Reproduce the material in full, exactly as written.
## begin Records for the task
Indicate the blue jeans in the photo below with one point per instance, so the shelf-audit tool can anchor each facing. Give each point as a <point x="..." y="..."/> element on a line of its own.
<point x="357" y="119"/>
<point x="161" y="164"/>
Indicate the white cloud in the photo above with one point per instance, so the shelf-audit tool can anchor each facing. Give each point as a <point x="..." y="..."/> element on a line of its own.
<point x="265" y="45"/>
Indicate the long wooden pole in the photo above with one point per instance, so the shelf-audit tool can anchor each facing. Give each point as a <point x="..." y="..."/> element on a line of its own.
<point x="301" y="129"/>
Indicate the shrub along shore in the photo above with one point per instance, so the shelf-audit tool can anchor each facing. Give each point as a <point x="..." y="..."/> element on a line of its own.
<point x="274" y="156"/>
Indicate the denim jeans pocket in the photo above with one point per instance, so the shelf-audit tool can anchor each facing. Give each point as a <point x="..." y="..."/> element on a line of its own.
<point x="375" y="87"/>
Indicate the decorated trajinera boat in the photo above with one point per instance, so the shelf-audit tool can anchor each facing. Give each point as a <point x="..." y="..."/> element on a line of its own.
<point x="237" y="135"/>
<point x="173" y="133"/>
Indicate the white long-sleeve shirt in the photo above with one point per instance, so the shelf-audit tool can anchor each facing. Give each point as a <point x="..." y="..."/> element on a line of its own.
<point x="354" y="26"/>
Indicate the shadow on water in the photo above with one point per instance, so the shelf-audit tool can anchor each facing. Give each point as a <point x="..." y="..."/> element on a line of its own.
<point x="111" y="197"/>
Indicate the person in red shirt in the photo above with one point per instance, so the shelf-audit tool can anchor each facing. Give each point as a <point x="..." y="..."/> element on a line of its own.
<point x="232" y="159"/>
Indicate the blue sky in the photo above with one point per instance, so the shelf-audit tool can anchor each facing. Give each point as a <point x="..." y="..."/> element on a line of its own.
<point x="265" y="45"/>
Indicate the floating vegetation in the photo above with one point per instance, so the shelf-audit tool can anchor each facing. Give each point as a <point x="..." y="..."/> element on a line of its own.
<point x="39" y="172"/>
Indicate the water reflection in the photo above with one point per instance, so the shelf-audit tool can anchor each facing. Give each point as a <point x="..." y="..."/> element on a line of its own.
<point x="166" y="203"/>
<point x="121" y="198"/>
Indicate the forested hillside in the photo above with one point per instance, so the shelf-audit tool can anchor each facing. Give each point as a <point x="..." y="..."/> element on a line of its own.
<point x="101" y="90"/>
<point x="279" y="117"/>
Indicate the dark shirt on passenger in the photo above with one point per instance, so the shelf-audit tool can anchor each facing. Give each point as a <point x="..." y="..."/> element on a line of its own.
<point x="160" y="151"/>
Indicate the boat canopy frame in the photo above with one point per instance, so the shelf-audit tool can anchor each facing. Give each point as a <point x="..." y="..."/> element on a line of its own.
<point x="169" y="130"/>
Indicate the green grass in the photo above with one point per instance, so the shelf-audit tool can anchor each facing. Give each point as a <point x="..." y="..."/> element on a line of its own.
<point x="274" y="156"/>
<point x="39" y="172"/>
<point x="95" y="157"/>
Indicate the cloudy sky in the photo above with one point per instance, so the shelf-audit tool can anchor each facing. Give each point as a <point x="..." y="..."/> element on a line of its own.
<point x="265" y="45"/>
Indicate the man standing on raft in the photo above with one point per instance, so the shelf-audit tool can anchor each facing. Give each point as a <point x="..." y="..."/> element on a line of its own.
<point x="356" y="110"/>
## end Records for the task
### Task solution
Indicate the blue jeans in the photo below with one point per instance, so the shelf-audit tool can anchor each facing. Give each point as a <point x="..." y="..."/> element on a line of its own.
<point x="357" y="119"/>
<point x="161" y="164"/>
Indicate the white cloud in the photo above with one point per instance, so the shelf-audit tool can anchor each facing. Give each point as a <point x="..." y="..."/> element on a line of its own.
<point x="265" y="45"/>
Indicate the long wooden pole in the photo above with one point per instance, so the shelf-audit tool can anchor each facing. Give each point as a <point x="..." y="..."/> element on a line of its own.
<point x="301" y="129"/>
Indicate the shrub along shore in the photo above with one point per instance, so the shelf-audit tool can anchor each facing. Give each point as a <point x="..." y="..."/> element on a line of its own.
<point x="274" y="156"/>
Indicate the denim jeans pocket in the photo above with one point per instance, so the shelf-audit tool can anchor each facing. Give each point as a <point x="..." y="..."/> element on a line of its own.
<point x="375" y="87"/>
Indicate the decorated trajinera boat in the photo above with one point per instance, so the shelf-audit tool can anchor each facing. Give each point as a <point x="..." y="..."/> element on a line of its own.
<point x="237" y="135"/>
<point x="173" y="133"/>
Indicate the white long-sleeve shirt in the photo above with one point per instance, so the shelf-audit tool can anchor each facing. Give each point as a <point x="..." y="..."/> element on a line of its own.
<point x="354" y="26"/>
Indicate the shadow on water in the photo above with one point per instance, so the shelf-audit tool can anchor each facing. Give each point as a <point x="..." y="..."/> element on a line of its own.
<point x="111" y="197"/>
Indicate the person in red shirt in the photo above with one point per instance, so the shelf-audit tool can anchor each facing. Give each point as a <point x="..." y="..."/> element on a line of its own.
<point x="232" y="159"/>
Indicate the blue sky in the photo above with one point per instance, so the shelf-audit tool can anchor each facing. Give each point as a <point x="..." y="..."/> element on a line of its own.
<point x="265" y="45"/>
Indicate the floating vegetation in the photo above with one point per instance, so the shelf-audit tool can anchor each facing. Give each point as a <point x="..." y="..."/> element on a line of its own.
<point x="39" y="172"/>
Indicate the water reflection in the photo above with one point per instance, so the shelf-audit tool can anchor each facing. Give each point as a <point x="..." y="..."/> element on a line of its own.
<point x="166" y="203"/>
<point x="121" y="198"/>
Indicate the forested hillside in the photo above with one point per instance, so the shelf-audit tool can anchor each facing. Give each point as a <point x="..." y="..."/> element on a line of its own.
<point x="101" y="90"/>
<point x="279" y="117"/>
Indicate the dark shirt on passenger in the photo above with one point per instance, so the shelf-audit tool can anchor each facing. Give each point as a <point x="..." y="..."/> element on a line of its own.
<point x="160" y="151"/>
Indicate the boat canopy frame in the photo above with one point per instance, so the shelf-audit tool can anchor each facing. Give each point as a <point x="..." y="..."/> element on a line of its own.
<point x="169" y="130"/>
Indicate the green grass in the photo above with one point per instance, so the shelf-audit tool can anchor each facing. Give each point as a <point x="..." y="..."/> element on a line of its own.
<point x="274" y="156"/>
<point x="39" y="172"/>
<point x="95" y="157"/>
Indicate the cloudy sky in the photo above with one point per instance, so the shelf-audit tool can anchor each facing. Give each point as a <point x="..." y="..."/> element on a line of its own.
<point x="265" y="45"/>
Indicate the man standing on raft in the photo above with one point per instance, so the shelf-audit tool can anchor each facing. Give each point as a <point x="..." y="..."/> element on a line of its own.
<point x="356" y="110"/>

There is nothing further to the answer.